- **What you need to do**
a – From the Anthony Smith profile below, list every recording artist named as having recorded Smith's songs.
b – According to the Anthony Smith profile below, what is the title of Smith's debut album?
c – Reproduce the passage of the Anthony Smith profile below between "American singer-songwriter" and "Country Songs) charts.", inclusive.

- **Document**
□ □ □ □

- Born: Ralph Anthony Smith
- Origin: Nashville, Tennessee
- Genres: Country
- Occupations: Singer-songwriter, record producer, guitarist
- Instruments: Vocals, electric guitar
- Years active: 2002–present
- Labels: Mercury Nashville, Krankit Records
- Website: anthonysmith.com

= Anthony Smith (singer) =

American singer-songwriter

Ralph Anthony Smith is an American singer, songwriter and record producer. As a Nashville recording artist, Smith's debut album, If That Ain't Country, on Mercury Records Nashville . Produced three Top 40 singles on the Billboard Hot Country Singles & Tracks (now Hot Country Songs) charts.
As a songwriter Smith has had over 250 songs recorded by other Nashville recording artist Such as George Strait, Blake Shelton, Tim McGraw, Rascal Flatts, Trace Adkins, Faith Hill and more.

□ □ □ □

- **Records**
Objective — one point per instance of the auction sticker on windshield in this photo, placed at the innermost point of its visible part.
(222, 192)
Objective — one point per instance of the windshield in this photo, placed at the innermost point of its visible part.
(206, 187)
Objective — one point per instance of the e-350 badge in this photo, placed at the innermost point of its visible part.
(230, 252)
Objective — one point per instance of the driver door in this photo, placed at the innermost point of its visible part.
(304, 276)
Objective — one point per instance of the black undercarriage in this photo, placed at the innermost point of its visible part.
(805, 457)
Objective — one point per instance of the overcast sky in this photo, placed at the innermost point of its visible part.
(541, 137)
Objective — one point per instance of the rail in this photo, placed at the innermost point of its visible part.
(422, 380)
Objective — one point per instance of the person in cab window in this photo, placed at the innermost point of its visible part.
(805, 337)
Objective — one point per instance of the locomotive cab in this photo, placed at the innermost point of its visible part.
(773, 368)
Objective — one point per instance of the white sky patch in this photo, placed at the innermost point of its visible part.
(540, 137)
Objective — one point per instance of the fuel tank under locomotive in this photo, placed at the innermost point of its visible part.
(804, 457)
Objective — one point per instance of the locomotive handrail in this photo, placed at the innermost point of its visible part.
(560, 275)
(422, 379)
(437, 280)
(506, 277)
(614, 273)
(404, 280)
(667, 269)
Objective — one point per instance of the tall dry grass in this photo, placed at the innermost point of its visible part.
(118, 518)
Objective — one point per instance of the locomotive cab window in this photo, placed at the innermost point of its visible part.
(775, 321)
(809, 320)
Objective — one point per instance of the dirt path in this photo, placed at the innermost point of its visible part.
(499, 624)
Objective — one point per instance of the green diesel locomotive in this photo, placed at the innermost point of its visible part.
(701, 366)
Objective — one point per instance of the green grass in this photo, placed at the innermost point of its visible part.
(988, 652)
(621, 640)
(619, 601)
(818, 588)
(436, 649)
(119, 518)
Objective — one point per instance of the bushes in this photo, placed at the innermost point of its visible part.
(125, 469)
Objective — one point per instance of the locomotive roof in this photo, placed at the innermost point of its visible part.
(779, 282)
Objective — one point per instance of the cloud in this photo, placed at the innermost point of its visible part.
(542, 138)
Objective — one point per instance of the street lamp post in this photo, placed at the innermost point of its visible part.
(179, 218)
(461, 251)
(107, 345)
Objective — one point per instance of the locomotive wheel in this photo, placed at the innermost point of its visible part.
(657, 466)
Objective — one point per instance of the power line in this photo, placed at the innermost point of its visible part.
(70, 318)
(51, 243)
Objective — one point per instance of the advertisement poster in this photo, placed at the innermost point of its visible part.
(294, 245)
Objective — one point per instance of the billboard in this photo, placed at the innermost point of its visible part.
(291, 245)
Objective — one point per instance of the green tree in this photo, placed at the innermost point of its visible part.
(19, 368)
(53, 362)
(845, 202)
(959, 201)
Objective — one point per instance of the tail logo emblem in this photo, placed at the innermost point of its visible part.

□ □ □ □

- **Expected responses**
a – George Strait, Blake Shelton, Tim McGraw, Rascal Flatts, Trace Adkins, Faith Hill

b – If That Ain't Country

c –
American singer-songwriter

Ralph Anthony Smith is an American singer, songwriter and record producer. As a Nashville recording artist, Smith's debut album, If That Ain't Country, on Mercury Records Nashville . Produced three Top 40 singles on the Billboard Hot Country Singles & Tracks (now Hot Country Songs) charts.